Write out each entry, exactly the way it appears.

┄┄┄┄┄┄┄┄┄┄

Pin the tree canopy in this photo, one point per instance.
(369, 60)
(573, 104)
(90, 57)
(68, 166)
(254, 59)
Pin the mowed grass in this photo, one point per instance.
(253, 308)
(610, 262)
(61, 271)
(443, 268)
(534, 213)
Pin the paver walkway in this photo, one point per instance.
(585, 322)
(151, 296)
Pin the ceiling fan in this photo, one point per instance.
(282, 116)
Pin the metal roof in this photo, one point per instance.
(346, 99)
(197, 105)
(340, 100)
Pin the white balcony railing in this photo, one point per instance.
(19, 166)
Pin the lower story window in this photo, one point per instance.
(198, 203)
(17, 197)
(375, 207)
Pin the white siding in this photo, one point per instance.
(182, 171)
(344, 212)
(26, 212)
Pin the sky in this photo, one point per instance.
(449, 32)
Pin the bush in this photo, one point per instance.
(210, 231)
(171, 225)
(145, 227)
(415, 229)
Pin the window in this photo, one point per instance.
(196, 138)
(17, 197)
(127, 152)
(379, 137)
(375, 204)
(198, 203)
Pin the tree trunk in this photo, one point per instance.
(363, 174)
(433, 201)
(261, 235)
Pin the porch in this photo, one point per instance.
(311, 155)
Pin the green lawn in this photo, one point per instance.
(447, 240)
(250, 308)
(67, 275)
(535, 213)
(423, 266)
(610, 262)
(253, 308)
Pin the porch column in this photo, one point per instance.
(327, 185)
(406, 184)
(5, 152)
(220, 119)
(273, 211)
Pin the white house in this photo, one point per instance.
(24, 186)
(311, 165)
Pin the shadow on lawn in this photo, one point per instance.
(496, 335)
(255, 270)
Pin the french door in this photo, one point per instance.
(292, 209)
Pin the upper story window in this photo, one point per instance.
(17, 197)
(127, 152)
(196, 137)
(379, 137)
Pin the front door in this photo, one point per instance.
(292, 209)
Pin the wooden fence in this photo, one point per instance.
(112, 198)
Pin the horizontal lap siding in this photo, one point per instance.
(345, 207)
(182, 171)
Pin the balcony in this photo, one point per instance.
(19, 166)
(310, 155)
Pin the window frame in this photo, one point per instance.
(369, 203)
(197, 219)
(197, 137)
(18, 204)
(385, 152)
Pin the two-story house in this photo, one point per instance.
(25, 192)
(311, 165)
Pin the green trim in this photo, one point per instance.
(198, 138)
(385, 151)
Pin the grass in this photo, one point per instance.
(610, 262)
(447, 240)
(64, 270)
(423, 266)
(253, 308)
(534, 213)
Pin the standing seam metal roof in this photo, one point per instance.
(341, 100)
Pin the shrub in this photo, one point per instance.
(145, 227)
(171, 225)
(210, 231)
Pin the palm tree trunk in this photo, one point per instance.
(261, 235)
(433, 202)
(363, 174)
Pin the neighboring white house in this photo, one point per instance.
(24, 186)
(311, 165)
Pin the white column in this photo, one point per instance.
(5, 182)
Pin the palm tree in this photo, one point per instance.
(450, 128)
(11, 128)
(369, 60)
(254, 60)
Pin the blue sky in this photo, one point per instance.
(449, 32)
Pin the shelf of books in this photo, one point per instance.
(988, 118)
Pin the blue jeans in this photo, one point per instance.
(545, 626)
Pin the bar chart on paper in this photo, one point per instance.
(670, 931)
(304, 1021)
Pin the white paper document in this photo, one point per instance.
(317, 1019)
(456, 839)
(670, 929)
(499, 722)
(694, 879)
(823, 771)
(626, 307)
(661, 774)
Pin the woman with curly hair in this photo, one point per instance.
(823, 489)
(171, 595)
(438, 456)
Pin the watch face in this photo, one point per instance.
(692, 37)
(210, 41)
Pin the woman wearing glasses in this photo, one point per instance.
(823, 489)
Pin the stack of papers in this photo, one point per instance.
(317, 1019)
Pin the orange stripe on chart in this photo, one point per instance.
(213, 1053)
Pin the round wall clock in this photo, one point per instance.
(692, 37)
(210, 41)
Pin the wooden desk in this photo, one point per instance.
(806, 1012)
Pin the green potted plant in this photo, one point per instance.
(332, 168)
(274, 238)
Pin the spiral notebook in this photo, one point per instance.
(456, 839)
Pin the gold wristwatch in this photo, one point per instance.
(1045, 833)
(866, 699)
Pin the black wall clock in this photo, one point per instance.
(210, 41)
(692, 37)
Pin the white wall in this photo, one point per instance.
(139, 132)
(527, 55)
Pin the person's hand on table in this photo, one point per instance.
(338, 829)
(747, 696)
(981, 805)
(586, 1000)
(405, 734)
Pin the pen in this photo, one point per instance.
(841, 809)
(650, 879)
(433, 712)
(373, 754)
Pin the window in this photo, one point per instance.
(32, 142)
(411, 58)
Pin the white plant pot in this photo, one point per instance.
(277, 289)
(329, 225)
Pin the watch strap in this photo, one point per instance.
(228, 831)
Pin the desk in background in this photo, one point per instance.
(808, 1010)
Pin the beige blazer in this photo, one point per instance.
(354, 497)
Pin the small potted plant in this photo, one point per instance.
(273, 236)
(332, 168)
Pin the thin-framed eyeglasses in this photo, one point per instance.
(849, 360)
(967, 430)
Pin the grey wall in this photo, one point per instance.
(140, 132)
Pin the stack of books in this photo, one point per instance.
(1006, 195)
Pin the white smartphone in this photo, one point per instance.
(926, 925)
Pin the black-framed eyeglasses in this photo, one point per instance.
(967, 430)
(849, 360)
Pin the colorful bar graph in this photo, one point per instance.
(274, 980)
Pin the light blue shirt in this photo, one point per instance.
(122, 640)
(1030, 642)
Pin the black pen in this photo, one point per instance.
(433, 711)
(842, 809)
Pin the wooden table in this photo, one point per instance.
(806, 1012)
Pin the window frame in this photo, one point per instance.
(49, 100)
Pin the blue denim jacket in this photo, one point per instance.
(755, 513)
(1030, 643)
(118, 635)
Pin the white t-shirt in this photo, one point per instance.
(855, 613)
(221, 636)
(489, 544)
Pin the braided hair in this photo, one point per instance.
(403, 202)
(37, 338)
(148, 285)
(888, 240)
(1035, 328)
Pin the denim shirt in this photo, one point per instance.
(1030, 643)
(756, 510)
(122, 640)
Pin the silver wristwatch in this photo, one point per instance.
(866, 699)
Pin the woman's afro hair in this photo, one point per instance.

┄┄┄┄┄┄┄┄┄┄

• [Answer for this exercise]:
Pin the tree canopy in this photo, one point per instance.
(369, 60)
(573, 104)
(90, 57)
(68, 166)
(254, 59)
Pin the mowed grass in this photo, one point per instance.
(253, 308)
(610, 262)
(61, 271)
(443, 268)
(534, 213)
Pin the paver walkway in this photo, one point per instance.
(585, 322)
(151, 296)
Pin the ceiling fan in this photo, one point per instance.
(282, 116)
Pin the metal roof in this photo, one point per instance.
(346, 99)
(197, 105)
(340, 100)
Pin the white balcony railing in this photo, one point per instance.
(19, 166)
Pin the lower story window in this photo, one point per instance.
(198, 203)
(17, 197)
(375, 207)
Pin the white siding in this photo, one point per instance.
(182, 171)
(344, 212)
(26, 212)
Pin the sky in this photo, one point per instance.
(449, 32)
Pin the bush in this photo, one point per instance.
(210, 231)
(171, 225)
(145, 227)
(415, 229)
Pin the window in this photo, one point per instance.
(196, 138)
(17, 197)
(127, 152)
(379, 137)
(375, 204)
(198, 203)
Pin the tree trunk in this photo, one point per instance.
(363, 174)
(433, 201)
(261, 235)
Pin the porch in this photo, one point per instance.
(311, 155)
Pin the green lawn in this photo, one point per instance.
(447, 240)
(250, 308)
(67, 275)
(535, 213)
(423, 266)
(610, 262)
(253, 308)
Pin the porch column in this photo, one point per instance.
(327, 185)
(406, 184)
(5, 152)
(220, 119)
(273, 211)
Pin the white house in this photo, one point per instance.
(24, 186)
(311, 165)
Pin the shadow on lawn in this photo, one point per instance.
(496, 335)
(255, 270)
Pin the french door in this photo, one point per instance.
(292, 209)
Pin the upper story window in this photo, one point per instance.
(17, 197)
(127, 152)
(196, 137)
(379, 137)
Pin the front door in this photo, one point per instance.
(292, 209)
Pin the wooden fence in this photo, one point per instance.
(112, 198)
Pin the horizontal lap siding in this photo, one point per instance.
(345, 207)
(182, 171)
Pin the balcony in this photo, one point per instance.
(19, 166)
(310, 155)
Pin the window frame in this photo, one point per instance.
(369, 203)
(197, 219)
(197, 137)
(18, 204)
(385, 152)
Pin the two-story house in this photo, one point per instance.
(25, 192)
(311, 165)
Pin the green trim in this photo, one point per instance.
(198, 138)
(385, 151)
Pin the grass in this photo, one point per instance.
(610, 262)
(447, 240)
(64, 270)
(423, 266)
(253, 308)
(534, 213)
Pin the standing seam metal roof in this photo, one point per instance.
(341, 100)
Pin the shrub in this photo, one point per instance.
(145, 227)
(171, 225)
(210, 231)
Pin the palm tree trunk in this photo, one point per instance.
(261, 235)
(433, 202)
(363, 174)
Pin the neighboring white house in this photo, one point per instance.
(24, 186)
(311, 165)
Pin the white column in this photo, one point per instance.
(5, 182)
Pin the palm tree in this photo, one point per instance.
(450, 128)
(11, 128)
(369, 60)
(254, 60)
Pin the blue sky in this photo, one point per instance.
(449, 32)
Pin the shelf of books in this photo, one point per instance.
(988, 118)
Pin the blue jeans in this photo, one point per instance.
(545, 626)
Pin the bar chart on paper in this photo, one point per instance.
(670, 931)
(304, 1021)
Pin the white paper document in this photo, one point per instance.
(317, 1019)
(456, 839)
(670, 929)
(499, 722)
(694, 879)
(823, 771)
(626, 307)
(661, 774)
Pin the woman with curly hair in this photo, one point per instance.
(823, 489)
(171, 595)
(438, 456)
Pin the watch face in this photo, one point per instance.
(692, 37)
(210, 41)
Pin the woman wearing glasses in this photo, one point per instance.
(823, 489)
Pin the stack of papers in this photo, one point per instance.
(317, 1019)
Pin the orange stripe on chart in this photo, one point per instance.
(213, 1053)
Pin the round wall clock in this photo, one point per instance.
(692, 37)
(210, 41)
Pin the wooden desk in this photo, one point per instance.
(806, 1012)
Pin the green potted plant in this photo, one point per instance.
(332, 168)
(274, 238)
Pin the spiral notebook in this photo, one point per instance.
(456, 839)
Pin the gold wristwatch in this photo, one point per instance.
(1045, 833)
(866, 699)
Pin the black wall clock in this photo, one point per instance.
(210, 41)
(692, 37)
Pin the white wall in this photo, one point per instance.
(139, 132)
(527, 55)
Pin the person's hand on table in this photo, one point per instance.
(338, 829)
(747, 696)
(981, 805)
(586, 1000)
(405, 734)
Pin the pen in this photo, one point per instance.
(841, 809)
(650, 879)
(433, 712)
(373, 754)
Pin the window in this photo, one point per instance.
(32, 142)
(411, 58)
Pin the white plant pot in this photo, one point per instance.
(277, 289)
(329, 225)
Pin the watch strap in this photo, one point per instance.
(228, 831)
Pin the desk in background in this photo, one point per instance.
(808, 1010)
Pin the beige blazer in this photo, one point per instance.
(354, 497)
Pin the small potted plant in this photo, one point per instance.
(273, 236)
(332, 168)
Pin the thin-framed eyeglasses in this photo, one point per instance.
(849, 360)
(967, 430)
Pin the grey wall in this photo, one point per instance.
(140, 132)
Pin the stack of books in this photo, one point per instance.
(1006, 195)
Pin the white smartphone in this photo, one point per instance.
(926, 925)
Pin the black-framed eyeglasses in this photo, one point per instance.
(967, 430)
(849, 360)
Pin the colorful bar graph in this photo, one point per instance.
(274, 980)
Pin the light blue shirt in this photo, one point per instance.
(122, 640)
(1030, 642)
Pin the black pen in this photo, one point per instance.
(433, 711)
(842, 809)
Pin the wooden table in this photo, one point per instance.
(806, 1012)
Pin the window frame in this photo, one point per instance.
(49, 100)
Pin the blue denim jacket in this photo, one point per instance.
(755, 513)
(1030, 643)
(118, 635)
Pin the white t-shirt in this photo, one point per instance.
(855, 613)
(221, 636)
(489, 544)
Pin the braided hair in this photo, one point per instance.
(403, 202)
(37, 338)
(148, 285)
(888, 240)
(1035, 328)
Pin the denim shirt in this photo, one point per instance.
(1030, 643)
(756, 510)
(122, 640)
Pin the silver wristwatch in this photo, one point per instance.
(866, 699)
Pin the woman's afro hair in this photo, one point per instance.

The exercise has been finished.